▶ Stored data

==*==

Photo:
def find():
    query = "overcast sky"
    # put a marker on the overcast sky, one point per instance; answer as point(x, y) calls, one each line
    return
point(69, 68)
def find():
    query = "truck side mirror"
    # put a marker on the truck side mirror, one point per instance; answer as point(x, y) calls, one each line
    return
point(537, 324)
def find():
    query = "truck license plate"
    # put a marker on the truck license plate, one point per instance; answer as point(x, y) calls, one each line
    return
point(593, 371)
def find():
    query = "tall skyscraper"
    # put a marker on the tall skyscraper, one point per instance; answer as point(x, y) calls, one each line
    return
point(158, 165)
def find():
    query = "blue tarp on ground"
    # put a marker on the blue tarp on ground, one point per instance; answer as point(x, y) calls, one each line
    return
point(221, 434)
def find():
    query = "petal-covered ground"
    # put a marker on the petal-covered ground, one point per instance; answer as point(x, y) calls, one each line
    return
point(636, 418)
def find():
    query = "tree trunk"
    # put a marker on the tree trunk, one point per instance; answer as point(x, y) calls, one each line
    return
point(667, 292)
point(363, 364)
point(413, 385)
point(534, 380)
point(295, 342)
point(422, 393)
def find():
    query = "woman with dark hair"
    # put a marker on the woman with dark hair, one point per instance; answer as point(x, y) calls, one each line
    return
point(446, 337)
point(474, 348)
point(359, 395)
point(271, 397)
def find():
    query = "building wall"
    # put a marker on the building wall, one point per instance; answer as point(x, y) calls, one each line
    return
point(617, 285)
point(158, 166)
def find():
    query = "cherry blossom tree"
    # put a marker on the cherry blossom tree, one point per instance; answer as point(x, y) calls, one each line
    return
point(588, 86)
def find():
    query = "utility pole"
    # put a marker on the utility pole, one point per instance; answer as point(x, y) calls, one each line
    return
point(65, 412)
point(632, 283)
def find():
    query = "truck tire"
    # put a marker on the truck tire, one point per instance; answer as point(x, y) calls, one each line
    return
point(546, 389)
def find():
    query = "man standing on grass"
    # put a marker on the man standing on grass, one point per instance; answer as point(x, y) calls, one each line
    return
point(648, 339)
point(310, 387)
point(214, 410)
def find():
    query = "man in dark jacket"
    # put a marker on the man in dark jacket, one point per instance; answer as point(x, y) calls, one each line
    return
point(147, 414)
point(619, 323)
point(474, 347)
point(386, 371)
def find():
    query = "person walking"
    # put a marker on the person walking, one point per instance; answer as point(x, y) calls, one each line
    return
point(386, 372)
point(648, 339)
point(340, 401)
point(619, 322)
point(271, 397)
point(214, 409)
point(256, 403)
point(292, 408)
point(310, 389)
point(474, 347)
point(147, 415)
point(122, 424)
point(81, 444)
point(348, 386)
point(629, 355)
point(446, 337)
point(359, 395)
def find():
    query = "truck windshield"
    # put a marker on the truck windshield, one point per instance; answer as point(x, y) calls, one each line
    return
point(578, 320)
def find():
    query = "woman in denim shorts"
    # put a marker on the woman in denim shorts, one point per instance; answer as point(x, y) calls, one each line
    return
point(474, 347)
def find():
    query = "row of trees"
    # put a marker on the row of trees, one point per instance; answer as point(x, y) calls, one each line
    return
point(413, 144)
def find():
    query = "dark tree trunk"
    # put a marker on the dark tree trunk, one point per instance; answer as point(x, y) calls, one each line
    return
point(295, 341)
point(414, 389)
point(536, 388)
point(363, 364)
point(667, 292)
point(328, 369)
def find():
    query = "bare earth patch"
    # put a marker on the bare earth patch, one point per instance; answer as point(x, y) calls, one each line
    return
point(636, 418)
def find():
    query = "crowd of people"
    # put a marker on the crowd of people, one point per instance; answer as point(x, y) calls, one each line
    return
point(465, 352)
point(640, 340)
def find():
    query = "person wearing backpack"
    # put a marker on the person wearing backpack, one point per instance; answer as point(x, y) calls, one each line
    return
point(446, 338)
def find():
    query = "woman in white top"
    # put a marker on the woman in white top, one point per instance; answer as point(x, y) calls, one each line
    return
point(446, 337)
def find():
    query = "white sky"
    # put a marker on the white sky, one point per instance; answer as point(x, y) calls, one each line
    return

==*==

▶ What you will do
Reproduce every one of the entries above, substituting "place a point on" for each occurrence of "put a marker on" and leaving all other text unchanged.

▶ Expected answer
Photo:
def find():
    query = "overcast sky"
    # place a point on the overcast sky, one point per instance; answer as point(x, y) calls, one each line
    return
point(69, 68)
def find():
    query = "truck side mirror"
    # place a point on the truck side mirror, one point per instance; answer as point(x, y) calls, one each line
    return
point(537, 324)
def find():
    query = "truck license plate"
    # place a point on the truck license plate, one point per instance; answer as point(x, y) calls, one each line
    return
point(593, 371)
def find():
    query = "tall skyscraper"
    # place a point on the tall skyscraper, one point per instance; answer as point(x, y) calls, one each line
    return
point(158, 165)
def find():
    query = "blue tarp on ground"
    # place a point on the blue tarp on ground, one point per instance; answer as point(x, y) calls, one each line
    return
point(221, 434)
def find():
    query = "petal-covered ground"
    # place a point on the petal-covered ground, one point per instance; answer as point(x, y) calls, one each line
    return
point(636, 418)
def find():
    query = "tree trunk"
    # place a point on the tree trunk, one point per instance; answer as point(x, y) calls, one each line
    return
point(667, 292)
point(363, 364)
point(413, 385)
point(534, 380)
point(295, 342)
point(422, 393)
def find():
    query = "woman with dark hair"
    # place a point on the woman with dark hair, one point per instance; answer as point(x, y) calls, one each line
    return
point(446, 337)
point(474, 348)
point(359, 395)
point(271, 397)
def find():
    query = "building wall"
    # place a point on the building wall, one point per instance; answer as point(x, y) calls, one each line
    return
point(617, 285)
point(158, 166)
def find():
    query = "cherry blossom tree"
    # place a point on the cherry blossom tree, one point per instance; answer as point(x, y) calls, one each line
    return
point(588, 86)
def find():
    query = "utility pole"
    # place a point on the utility pole, one point per instance; answer as point(x, y) calls, one each line
    return
point(65, 412)
point(632, 283)
def find():
    query = "truck tire"
    # place a point on the truck tire, one point per instance; answer as point(x, y) calls, one each line
    return
point(546, 389)
def find():
    query = "man standing on grass"
    # place a point on the man standing on grass, one point per instance; answer as point(x, y) calls, one each line
    return
point(648, 339)
point(310, 387)
point(214, 410)
def find():
    query = "man in dark jacket"
    # place a point on the man in dark jacket, one point per instance; answer as point(x, y) calls, one each line
    return
point(147, 414)
point(619, 323)
point(474, 347)
point(386, 371)
def find():
    query = "person walking"
    # place a point on the person walking, one point per instance; answer as point(x, y) calls, one each line
    return
point(386, 372)
point(648, 339)
point(340, 401)
point(619, 322)
point(271, 397)
point(214, 409)
point(256, 403)
point(292, 408)
point(310, 389)
point(474, 347)
point(147, 415)
point(122, 424)
point(81, 444)
point(348, 386)
point(629, 355)
point(446, 337)
point(359, 395)
def find():
    query = "truck windshield"
    # place a point on the truck windshield, one point per instance; answer as point(x, y) calls, one each line
    return
point(578, 320)
def find():
    query = "woman in denim shorts"
    # place a point on the woman in denim shorts, one point per instance; answer as point(x, y) calls, one each line
    return
point(474, 347)
def find():
    query = "row of trees"
    # place a point on the row of trees, one point per instance; answer as point(x, y) calls, one each line
    return
point(413, 144)
def find():
    query = "dark tree trunk"
    # place a point on the dark tree trunk, one point per instance; answer as point(x, y) calls, one each line
    return
point(295, 341)
point(414, 389)
point(536, 388)
point(363, 364)
point(667, 292)
point(328, 369)
def find():
    query = "bare earth patch"
    # place a point on the bare earth patch, one point per instance; answer as point(x, y) calls, one each line
    return
point(636, 418)
def find():
    query = "crowd of people"
    # place a point on the crowd of people, one point per instance; answer as point(x, y) calls, one each line
    return
point(465, 352)
point(640, 340)
def find():
    query = "person wearing backpack"
    # place a point on the person wearing backpack, one point per instance; answer as point(x, y) calls, one each line
    return
point(446, 338)
def find():
    query = "woman in white top"
    # place a point on the woman in white top, one point per instance; answer as point(x, y) calls, one each line
    return
point(446, 337)
def find():
    query = "white sky"
    # place a point on the white sky, one point per instance; answer as point(x, y) calls, one each line
    return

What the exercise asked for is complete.